Wednesday, October 13, 2010

Creativity in academia

I recently read this very interesting article that is a followup to the author's original book "Hackers," a look into the subculture of the computer geeks who laid the foundation for today's computer-based society. Two of the common qualities of these influential tech giants is their obsessive drive for quality and their playful creativity. Indeed, many modern companies, such as Google, go to great lengths to foster creativity in their employees by giving them freedom and resources to work on side projects and time to think about new products. The idea, I think, is to keep employees' minds fresh and slightly unfocused so that inspiration strikes more often to the company's benefit.

A similar and equally interesting article came out recently on Talking Philosophy's blog in which the author, Benjamin S. Nelson, discusses the creative process itself in relation to a man, John Kanzius, who invented a radio frequency generator to both attack cancer cells and split water molecules (awesome!). Philosophers, starting with Poincare, have broken the creative process into four successive steps: preparation, incubation, illumination, and verification. I will take these steps to be self-evident in their meaning, but I only wish to note that I believe that creative environments strive to improve the preparation and incubation steps so that illumination happens more often and with better results.

This being said, I wonder now why such environments are not fostered in academia. Graduate students are frequently overburdened with many menial tasks such as grading papers and acting as teaching assistants, attending class, writing portions of grant reports, attending frequent group meetings, and staying up-to-date on the relevant literature. Add to this exercise, chores, and hope for a meaningful social life and one can quickly see that this lifestyle does not support creative solutions to research problems. In no way are these other tasks without benefits, but if the resources of the mind are constantly employed for a menagerie of many simple duties, then what room is there to allow ideas to incubate in their minds?

I think academia could really benefit from adopting some of the creative strategies that many companies now use to better the quality of their products. What do you think?

Note: In college there was a video that was often shown in our engineering business classes from some evening tabloid (Dateline or something similar) which followed a company's process for developing a new and improved shopping cart. I can't remember the name of the show or the company, but it is highly relevant here. Does anyone know what I'm talking about?

 Update: Found part of the video: The company's name is IDEO and focus on innovative designs. Their take on the creative process is very characteristic of the stance that some new companies are taking.

---*---

[ACTIONS TO TAKE]
1/ Please quote the blog post from "I think academia" through "companies are taking.", including both of those passages.
2/ According to the blog post, what did John Kanzius invent?
3/ List the four steps of the creative process named in the blog post.
The records that follow are separate material and have no connection to the blog post.

[INFORMATION]

---*---

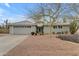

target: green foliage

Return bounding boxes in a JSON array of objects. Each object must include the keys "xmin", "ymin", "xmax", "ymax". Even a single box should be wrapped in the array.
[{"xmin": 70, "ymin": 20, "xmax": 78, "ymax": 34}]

---*---

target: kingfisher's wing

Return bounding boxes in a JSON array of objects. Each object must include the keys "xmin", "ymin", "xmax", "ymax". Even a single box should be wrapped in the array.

---*---

[LIST OF SOLUTIONS]
1/
I think academia could really benefit from adopting some of the creative strategies that many companies now use to better the quality of their products. What do you think?

Note: In college there was a video that was often shown in our engineering business classes from some evening tabloid (Dateline or something similar) which followed a company's process for developing a new and improved shopping cart. I can't remember the name of the show or the company, but it is highly relevant here. Does anyone know what I'm talking about?

 Update: Found part of the video: The company's name is IDEO and focus on innovative designs. Their take on the creative process is very characteristic of the stance that some new companies are taking.

2/ A radio frequency generator to both attack cancer cells and split water molecules.

3/ Preparation, incubation, illumination, verification